Март — август 1942 года
В начале декабря 1941 года Красная Армия развернула крупномасштабное контрнаступление, которое отбросило обратно на запад части немецкой группы армий «Центр», пытавшейся захватить Москву. Вместе с этой боевой операцией русские развернули еще несколько операций по всему фронту.
13 января 1942 года советские войска начали наступление на позиции вермахта на реке Волхов, южнее Ленинграда. Оно было предпринято для того, чтобы разомкнуть кольцо блокады, сжавшейся вокруг бывшей столицы Российской империи. Через несколько дней оно распространилось на половину расстояния до Ленинграда, однако группа армий «Север» преодолела создавшийся кризис и вскоре стабилизировала линию фронта. Верховное командование вермахта отдало приказ 58-й пехотной дивизии и другим частям отправиться на Волховский фронт и отрезать передовые части наступающей группировки советских войск от их тылов.
Покинув в начале марта Урицк, пехотинцы нашей дивизии на машинах направились прямо на юг. Тем временем наша рота и другие артиллерийские подразделения на поезде выехали в южном направлении окольным путем протяженностью примерно 300 километров. Ни одна из групп не знала, что место назначения — река Волхов. Нам было известно лишь то, что мы должны остановить наступление русских войск. Прибыв на железнодорожную станцию, расположенную к югу от места боев, наша рота оказалась на передовой на неделю позже пехотинцев.
Немецкое контрнаступление началось 15 марта. В условиях минусовой температуры пехотинцы нашей дивизии и другие немецкие части выдвинулись на север вдоль западного берега широкой реки Волхов. Одновременно с нами другие части вермахта направились на юг, чтобы соединиться с нами и блокировать передовые части Красной Армии. Это произошло 18 марта. Мы взяли в клещи или, как еще говорится, «загнали в котел» 180 тысяч красноармейцев.
━━━━━━
» **Задание A**:
Ответьте по тексту о боях на реке Волхов:
(i) Какого числа советские войска начали наступление на позиции вермахта на реке Волхов?
(ii) Какой примерно протяженности был окольный путь, которым рота и другие артиллерийские подразделения ехали на поезде?
(iii) Сколько красноармейцев, согласно тексту, было взято в клещи?

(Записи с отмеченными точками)
━━━━━━
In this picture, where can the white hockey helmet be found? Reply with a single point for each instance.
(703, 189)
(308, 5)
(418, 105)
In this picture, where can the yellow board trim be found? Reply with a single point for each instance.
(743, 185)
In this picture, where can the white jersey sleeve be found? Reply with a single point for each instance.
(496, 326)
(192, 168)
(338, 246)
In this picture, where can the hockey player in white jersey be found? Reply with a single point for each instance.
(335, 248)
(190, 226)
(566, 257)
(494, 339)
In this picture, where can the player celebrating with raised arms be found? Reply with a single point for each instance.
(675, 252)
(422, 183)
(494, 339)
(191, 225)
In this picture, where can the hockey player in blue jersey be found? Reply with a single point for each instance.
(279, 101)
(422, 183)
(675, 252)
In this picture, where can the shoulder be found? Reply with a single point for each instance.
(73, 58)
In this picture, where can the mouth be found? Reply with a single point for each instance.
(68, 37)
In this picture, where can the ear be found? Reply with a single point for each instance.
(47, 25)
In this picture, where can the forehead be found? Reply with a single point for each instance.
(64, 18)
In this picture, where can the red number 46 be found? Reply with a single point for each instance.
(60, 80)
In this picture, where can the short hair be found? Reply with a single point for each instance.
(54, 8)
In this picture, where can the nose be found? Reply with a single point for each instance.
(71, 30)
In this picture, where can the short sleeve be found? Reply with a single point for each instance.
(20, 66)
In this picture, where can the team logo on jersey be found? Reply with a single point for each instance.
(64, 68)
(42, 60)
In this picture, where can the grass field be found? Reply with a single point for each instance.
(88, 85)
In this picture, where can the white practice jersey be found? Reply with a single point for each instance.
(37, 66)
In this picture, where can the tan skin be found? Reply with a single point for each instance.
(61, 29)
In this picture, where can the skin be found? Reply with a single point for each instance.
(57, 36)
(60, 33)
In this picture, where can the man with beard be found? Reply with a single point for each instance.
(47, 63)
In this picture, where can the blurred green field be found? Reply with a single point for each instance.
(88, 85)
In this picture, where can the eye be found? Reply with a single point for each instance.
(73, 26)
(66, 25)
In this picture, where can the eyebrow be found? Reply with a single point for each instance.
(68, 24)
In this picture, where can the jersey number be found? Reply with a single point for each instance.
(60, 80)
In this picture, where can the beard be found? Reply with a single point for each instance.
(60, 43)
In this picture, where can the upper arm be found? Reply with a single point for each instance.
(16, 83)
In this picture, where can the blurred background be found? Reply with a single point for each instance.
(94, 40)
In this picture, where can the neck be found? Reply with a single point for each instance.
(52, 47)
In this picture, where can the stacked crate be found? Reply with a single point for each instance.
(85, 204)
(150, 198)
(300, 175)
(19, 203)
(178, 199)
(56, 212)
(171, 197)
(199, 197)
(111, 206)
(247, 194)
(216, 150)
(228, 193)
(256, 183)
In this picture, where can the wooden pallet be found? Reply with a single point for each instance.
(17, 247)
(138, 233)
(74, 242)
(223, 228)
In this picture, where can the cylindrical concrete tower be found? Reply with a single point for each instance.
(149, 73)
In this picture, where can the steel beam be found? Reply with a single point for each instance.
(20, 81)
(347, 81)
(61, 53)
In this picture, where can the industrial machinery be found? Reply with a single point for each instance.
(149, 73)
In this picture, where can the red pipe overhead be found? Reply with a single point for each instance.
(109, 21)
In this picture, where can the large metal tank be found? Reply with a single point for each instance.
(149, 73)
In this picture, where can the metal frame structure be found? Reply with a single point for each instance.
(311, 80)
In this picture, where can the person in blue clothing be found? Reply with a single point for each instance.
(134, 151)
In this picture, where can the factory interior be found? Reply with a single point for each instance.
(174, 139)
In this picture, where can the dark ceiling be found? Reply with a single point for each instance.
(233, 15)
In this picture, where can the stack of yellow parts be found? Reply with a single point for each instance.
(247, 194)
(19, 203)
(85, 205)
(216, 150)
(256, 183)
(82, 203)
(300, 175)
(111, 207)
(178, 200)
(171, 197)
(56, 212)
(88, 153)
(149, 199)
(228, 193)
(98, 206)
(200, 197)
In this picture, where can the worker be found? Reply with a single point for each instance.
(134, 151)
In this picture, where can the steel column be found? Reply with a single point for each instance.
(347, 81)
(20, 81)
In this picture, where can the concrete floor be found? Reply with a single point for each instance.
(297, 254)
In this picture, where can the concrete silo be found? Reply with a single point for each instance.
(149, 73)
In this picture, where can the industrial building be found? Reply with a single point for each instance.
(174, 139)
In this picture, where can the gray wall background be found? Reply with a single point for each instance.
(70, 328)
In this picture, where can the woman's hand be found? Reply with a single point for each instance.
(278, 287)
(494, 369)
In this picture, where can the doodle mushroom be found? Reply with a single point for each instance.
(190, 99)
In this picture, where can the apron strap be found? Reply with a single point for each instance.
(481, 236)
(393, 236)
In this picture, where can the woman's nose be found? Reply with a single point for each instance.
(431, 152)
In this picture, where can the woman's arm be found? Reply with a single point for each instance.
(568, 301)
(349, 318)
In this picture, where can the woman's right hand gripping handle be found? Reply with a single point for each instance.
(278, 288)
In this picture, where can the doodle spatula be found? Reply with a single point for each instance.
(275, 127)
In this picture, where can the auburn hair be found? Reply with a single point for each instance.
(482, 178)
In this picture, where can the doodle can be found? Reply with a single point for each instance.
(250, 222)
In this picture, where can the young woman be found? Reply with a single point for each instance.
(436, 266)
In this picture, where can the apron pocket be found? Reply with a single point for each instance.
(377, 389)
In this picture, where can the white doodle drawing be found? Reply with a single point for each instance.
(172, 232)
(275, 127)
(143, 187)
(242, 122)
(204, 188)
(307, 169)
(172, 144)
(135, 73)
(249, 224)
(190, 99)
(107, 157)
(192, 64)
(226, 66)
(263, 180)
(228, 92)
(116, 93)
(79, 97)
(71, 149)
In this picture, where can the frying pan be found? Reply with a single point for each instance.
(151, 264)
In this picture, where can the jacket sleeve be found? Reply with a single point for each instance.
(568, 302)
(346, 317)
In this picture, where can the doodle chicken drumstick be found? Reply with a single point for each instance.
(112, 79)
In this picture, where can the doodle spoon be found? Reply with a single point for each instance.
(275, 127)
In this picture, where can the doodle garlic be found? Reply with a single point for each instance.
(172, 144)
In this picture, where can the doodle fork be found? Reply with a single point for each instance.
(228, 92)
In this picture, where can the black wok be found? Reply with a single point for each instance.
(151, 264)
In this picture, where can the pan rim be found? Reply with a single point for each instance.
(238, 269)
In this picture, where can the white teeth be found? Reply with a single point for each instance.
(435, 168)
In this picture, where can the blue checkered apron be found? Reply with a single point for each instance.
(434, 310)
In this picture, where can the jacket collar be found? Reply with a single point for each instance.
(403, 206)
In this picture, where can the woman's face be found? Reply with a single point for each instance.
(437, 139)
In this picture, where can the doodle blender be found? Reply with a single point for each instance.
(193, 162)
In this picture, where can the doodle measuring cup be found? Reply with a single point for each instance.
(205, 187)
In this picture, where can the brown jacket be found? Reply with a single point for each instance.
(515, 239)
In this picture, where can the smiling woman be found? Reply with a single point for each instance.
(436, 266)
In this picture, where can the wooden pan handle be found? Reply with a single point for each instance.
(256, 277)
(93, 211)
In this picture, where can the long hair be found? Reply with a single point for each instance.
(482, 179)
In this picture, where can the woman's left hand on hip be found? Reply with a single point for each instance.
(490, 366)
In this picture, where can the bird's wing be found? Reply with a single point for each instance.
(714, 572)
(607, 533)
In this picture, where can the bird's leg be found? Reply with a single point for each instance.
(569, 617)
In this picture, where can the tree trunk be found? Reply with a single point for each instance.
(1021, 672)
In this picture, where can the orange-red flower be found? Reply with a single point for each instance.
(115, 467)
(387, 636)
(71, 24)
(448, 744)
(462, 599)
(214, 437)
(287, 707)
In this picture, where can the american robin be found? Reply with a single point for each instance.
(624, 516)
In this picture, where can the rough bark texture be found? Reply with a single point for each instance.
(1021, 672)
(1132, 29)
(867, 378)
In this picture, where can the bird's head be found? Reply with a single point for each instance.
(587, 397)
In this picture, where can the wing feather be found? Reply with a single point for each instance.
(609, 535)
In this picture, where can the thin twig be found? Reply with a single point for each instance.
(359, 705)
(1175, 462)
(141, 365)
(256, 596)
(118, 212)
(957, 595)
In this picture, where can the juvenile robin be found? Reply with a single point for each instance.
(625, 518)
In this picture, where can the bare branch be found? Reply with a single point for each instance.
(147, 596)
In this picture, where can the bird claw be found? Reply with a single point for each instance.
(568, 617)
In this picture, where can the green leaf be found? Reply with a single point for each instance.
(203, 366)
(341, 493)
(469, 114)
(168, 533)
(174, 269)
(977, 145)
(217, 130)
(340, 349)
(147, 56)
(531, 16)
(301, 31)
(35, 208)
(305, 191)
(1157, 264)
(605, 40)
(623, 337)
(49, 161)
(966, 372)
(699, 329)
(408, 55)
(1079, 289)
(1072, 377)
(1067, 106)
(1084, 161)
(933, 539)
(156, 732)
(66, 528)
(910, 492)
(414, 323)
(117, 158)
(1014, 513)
━━━━━━
» **Задание B**: Представьте в виде JSON-списка строк часть записей: начните со строки, в которой есть «In this picture, where can the green», и закончите последней строкой записей. Каждой строке должна соответствовать одна строка списка, пустые строки пропустите.

» **Полный ответ A**:
(i) 13 января 1942 года.
(ii) Примерно 300 километров.
(iii) 180 тысяч.

» **Полный ответ B**:
[
  "In this picture, where can the green leaf be found? Reply with a single point for each instance.",
  "(203, 366)",
  "(341, 493)",
  "(469, 114)",
  "(168, 533)",
  "(174, 269)",
  "(977, 145)",
  "(217, 130)",
  "(340, 349)",
  "(147, 56)",
  "(531, 16)",
  "(301, 31)",
  "(35, 208)",
  "(305, 191)",
  "(1157, 264)",
  "(605, 40)",
  "(623, 337)",
  "(49, 161)",
  "(966, 372)",
  "(699, 329)",
  "(408, 55)",
  "(1079, 289)",
  "(1072, 377)",
  "(1067, 106)",
  "(1084, 161)",
  "(933, 539)",
  "(156, 732)",
  "(66, 528)",
  "(910, 492)",
  "(414, 323)",
  "(117, 158)",
  "(1014, 513)"
]